— CONSIGNE A —
Relevez, sans les modifier, toutes les lignes des entrées qui contiennent le mot « with ». Tenez compte de la casse.
======== TEXTE FOURNI ========
Certes, d'après moi, ce roman mérite un prix : je lui accorde bien volontiers le Premier Prix de l'Invraisemblable ! Dans une autre critique, on peut lire qu'il y a du
Zola dans Bordes. Pauvre
Zola, il a dû se retourner dans sa tombe ! Il y a 2 points communs :
- la mine, mais ici, en dehors du titre bien accrocheur sur ce thème, les chapitres concernant la mine ne sont vraiment pas majoritaires
- une galerie de portraits, qu'on retrouve dans
Zola, c'est vrai, mais savoir animer une galerie de portraits, ça demande du talent ! Ici par exemple, on abandonne, à la fin d'un chapitre, le fils aîné, Henri, emmuré à 650 m de fond, par un éboulement dès ses débuts à la mine ( c'est tellement normal, c'est ce qui devait arriver à tous les jeunes mineurs, n'est-ce pas ! ) pour passer à un chapitre sur le jeune Marceau, chapitre qui se termine par "il ne savait pas ce qui l'attendait" ( il faut bien tenter par tous les moyens de maintenir le lecteur en haleine ) et à ce moment-là seulement, on lit le sauvetage du mineur Henri ! Quant à "ce qui attendait" Marceau, on n'apprendra que plusieurs chapitres après, ce qui l'attendait pourtant le jour-même, et, franchement, il n'y avait pas de quoi casser 3 pattes à un canard, cette expression nous ramenant aussi à la campagne !
J'ai eu déjà l'occasion de dénoncer, sur BABELIO, un certain nombre de ces romans où l'auteur veut nous faire vivre la réalité du vécu de nos proches parents, avec des descriptions, on ne peut, plus précises. Ici, c'est la ville de Saint Etienne, qu'on doit connaître, après cette lecture, encore mieux qu'en allant la visiter, oui mais voilà, des descriptions, c'est à la portée de presque tout le monde, mais de là à avoir le talent pour bâtir autour, un roman qui tienne la route, là ça devient plus difficile !
======== DONNÉES DE L'EXERCICE ========
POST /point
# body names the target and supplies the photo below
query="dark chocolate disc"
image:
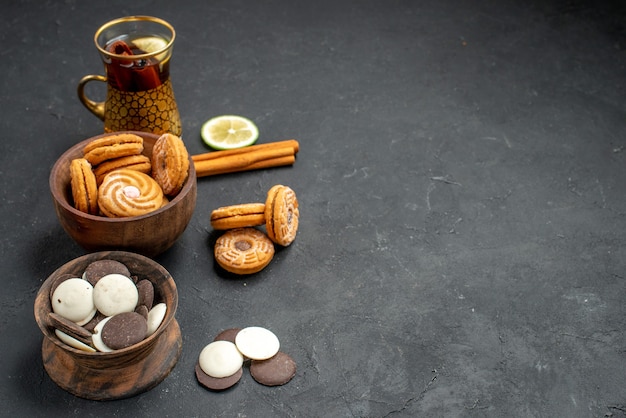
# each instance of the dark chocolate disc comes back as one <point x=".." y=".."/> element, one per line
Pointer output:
<point x="217" y="383"/>
<point x="124" y="330"/>
<point x="101" y="268"/>
<point x="274" y="371"/>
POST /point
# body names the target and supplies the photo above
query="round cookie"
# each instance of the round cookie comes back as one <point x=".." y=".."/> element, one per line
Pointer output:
<point x="73" y="300"/>
<point x="281" y="215"/>
<point x="73" y="342"/>
<point x="96" y="338"/>
<point x="217" y="383"/>
<point x="84" y="186"/>
<point x="114" y="294"/>
<point x="155" y="317"/>
<point x="238" y="216"/>
<point x="220" y="359"/>
<point x="274" y="371"/>
<point x="243" y="251"/>
<point x="145" y="288"/>
<point x="138" y="162"/>
<point x="124" y="330"/>
<point x="100" y="268"/>
<point x="112" y="146"/>
<point x="257" y="343"/>
<point x="127" y="192"/>
<point x="170" y="163"/>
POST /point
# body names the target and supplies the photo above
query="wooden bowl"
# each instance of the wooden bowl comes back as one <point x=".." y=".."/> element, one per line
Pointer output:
<point x="120" y="373"/>
<point x="149" y="234"/>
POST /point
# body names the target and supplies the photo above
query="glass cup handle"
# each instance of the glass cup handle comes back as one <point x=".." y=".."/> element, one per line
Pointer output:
<point x="97" y="108"/>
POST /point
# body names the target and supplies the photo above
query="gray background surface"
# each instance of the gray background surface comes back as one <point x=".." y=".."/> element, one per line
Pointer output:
<point x="461" y="250"/>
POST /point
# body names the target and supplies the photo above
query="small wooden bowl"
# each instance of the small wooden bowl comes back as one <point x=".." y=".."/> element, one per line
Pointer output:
<point x="120" y="373"/>
<point x="149" y="234"/>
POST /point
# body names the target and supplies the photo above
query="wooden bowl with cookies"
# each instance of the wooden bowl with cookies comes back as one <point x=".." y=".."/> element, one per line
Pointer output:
<point x="76" y="353"/>
<point x="104" y="194"/>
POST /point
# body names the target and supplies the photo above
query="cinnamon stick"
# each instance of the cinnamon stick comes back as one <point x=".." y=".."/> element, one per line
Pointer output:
<point x="205" y="171"/>
<point x="254" y="157"/>
<point x="252" y="148"/>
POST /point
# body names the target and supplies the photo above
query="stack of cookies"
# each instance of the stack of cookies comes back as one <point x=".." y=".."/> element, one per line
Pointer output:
<point x="244" y="249"/>
<point x="114" y="178"/>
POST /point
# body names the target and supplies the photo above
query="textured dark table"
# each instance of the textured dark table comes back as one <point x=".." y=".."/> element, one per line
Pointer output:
<point x="462" y="245"/>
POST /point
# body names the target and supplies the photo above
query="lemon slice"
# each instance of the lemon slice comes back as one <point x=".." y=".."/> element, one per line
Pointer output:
<point x="229" y="132"/>
<point x="150" y="44"/>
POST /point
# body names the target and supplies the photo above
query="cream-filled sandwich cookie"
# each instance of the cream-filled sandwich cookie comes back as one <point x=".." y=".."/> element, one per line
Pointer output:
<point x="127" y="192"/>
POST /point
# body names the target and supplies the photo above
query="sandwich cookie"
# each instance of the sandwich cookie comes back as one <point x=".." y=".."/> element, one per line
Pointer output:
<point x="138" y="162"/>
<point x="170" y="163"/>
<point x="238" y="216"/>
<point x="243" y="251"/>
<point x="127" y="192"/>
<point x="281" y="215"/>
<point x="112" y="146"/>
<point x="84" y="186"/>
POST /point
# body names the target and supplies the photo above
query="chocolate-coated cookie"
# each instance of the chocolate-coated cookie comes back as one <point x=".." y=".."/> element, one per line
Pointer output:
<point x="124" y="330"/>
<point x="217" y="383"/>
<point x="100" y="268"/>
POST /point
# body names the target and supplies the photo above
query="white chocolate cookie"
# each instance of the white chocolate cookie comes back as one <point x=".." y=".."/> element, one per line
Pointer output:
<point x="73" y="300"/>
<point x="220" y="359"/>
<point x="115" y="293"/>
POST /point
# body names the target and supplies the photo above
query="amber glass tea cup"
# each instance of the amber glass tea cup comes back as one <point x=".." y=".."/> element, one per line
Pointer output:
<point x="136" y="52"/>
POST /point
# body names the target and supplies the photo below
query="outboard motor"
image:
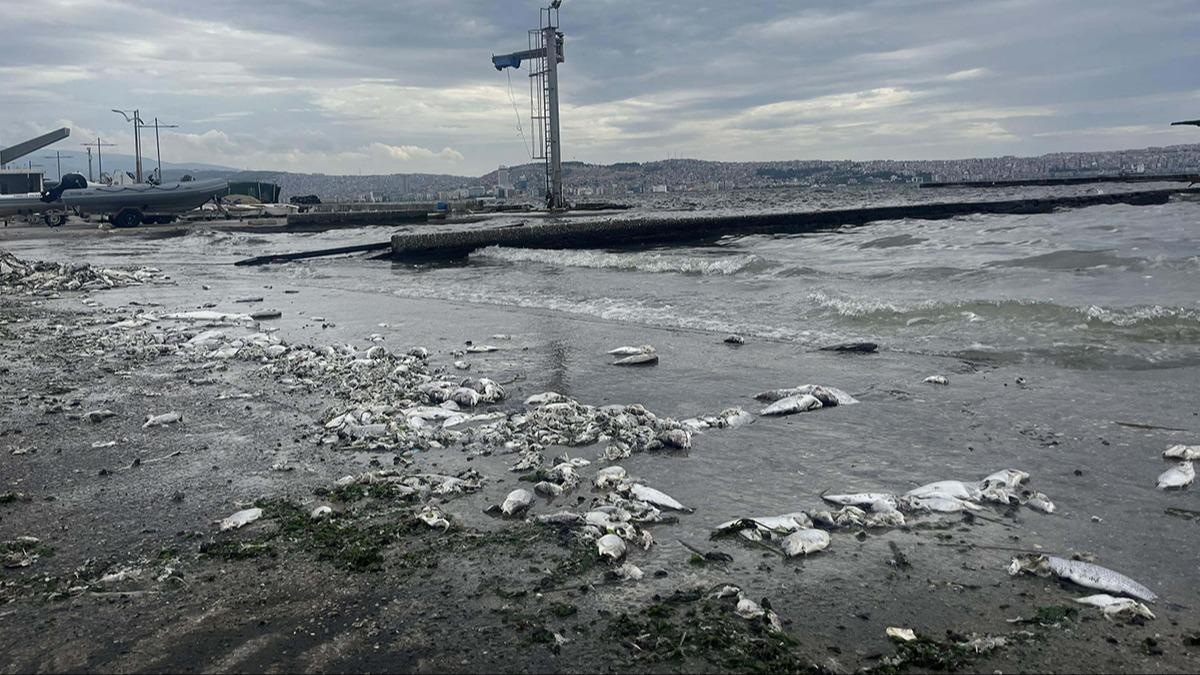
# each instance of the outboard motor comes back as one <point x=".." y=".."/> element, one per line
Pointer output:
========
— CONSIGNE B —
Poursuivez la critique du roman sur la mine à la suite de sa dernière phrase.

— RÉSULTAT ATTENDU A —
query="wooden bowl with cookies"
# each instance of the wooden bowl with cookies comes back as one <point x=".." y=".."/> element, one per line

— RÉSULTAT ATTENDU B —
Quand j'ai constaté que la mine n'était vraiment pas prioritaire dans ce roman, je me suis demandé, alors, pourquoi ce titre ? J'espérais que, au moins, cette expression des mineurs serait employée là comme une image : le soir à venir, donc la suite, en l'occurrence, la suite de la vie après la fin du roman pour chacun des personnages, deviendrait plus lumineuse, que la noirceur ( comme le charbon ) dans laquelle les plonge l'auteur au cours de son roman. Ö déception ! Non franchement, on ne va pas décrire la fin, mais ça n'est vraiment pas le cas ! Je ne vois donc qu'une seule justification à ce titre : que chacun fasse comme moi, lise ce livre, parce que le thème de la mine intéresse !
Bien sûr, la mine, c'est l'occasion d'aligner des drames qui sont bien connus. En moins d'un an que dure le roman, on assiste à un éboulement, un coup de grisou, suivi d'une émanation d'oxyde de carbone. Bien sûr, c'est plus facile d'insérer dans un roman, des drames survenus à la mine, plutôt qu'à Manufrance ! Oui mais voilà, l'émanation d'oxyde de carbone, elle se produit pendant le sauvetage d'une victime du coup de grisou ! Ainsi donc, cet oxyde de carbone, capable de tuer un homme en quelques minutes, aurait tué tous les sauveteurs s'ils n'avaient pas pris immédiatement toutes les dispositions, en ne revenant qu'après la ventilation du puits, mais... n'a pas tué le mineur blessé, qui restait à sauver ! Décidément, les choses se passent de façon bizarre, dans la mine façon Bordes ! Sa motivation devait être plutôt, de retarder d'une page ou 2, le sauvetage de ce mineur, croyant maintenir un peu plus longtemps le lecteur en haleine "ah, vont-ils le sauver ?" Pas de chance, l'effet est complètement raté !
Quant à "l'intrigue" que, par ailleurs, on nous dit vraisemblable, j'attends qu'on me présente des faits similaires dans la vie ! Pour un livre qui veut coller à la réalité ! A la fin, l'auteur donne la liste des personnes qu'il remercie pour leur aide. Gageons que, parmi eux, il n'y avait pas de neurologue ! J'attends qu'on m'explique comment cet homme, le héros dont on parle toujours et qu'on ne voit jamais, bon passementier reconnu pour son travail, bon époux et bon père, peut, 15 ans après la guerre, subitement à la première page du livre, se comporter comme l'auteur nous débute son récit, en ne nous amenant son explication vraiment très personnelle, qu'à l'avant-dernier chapitre seulement, avec de curieuses conséquences d'une amnésie, des pertes ou des retours de mémoire, juste nécessaires pour bâtir son roman !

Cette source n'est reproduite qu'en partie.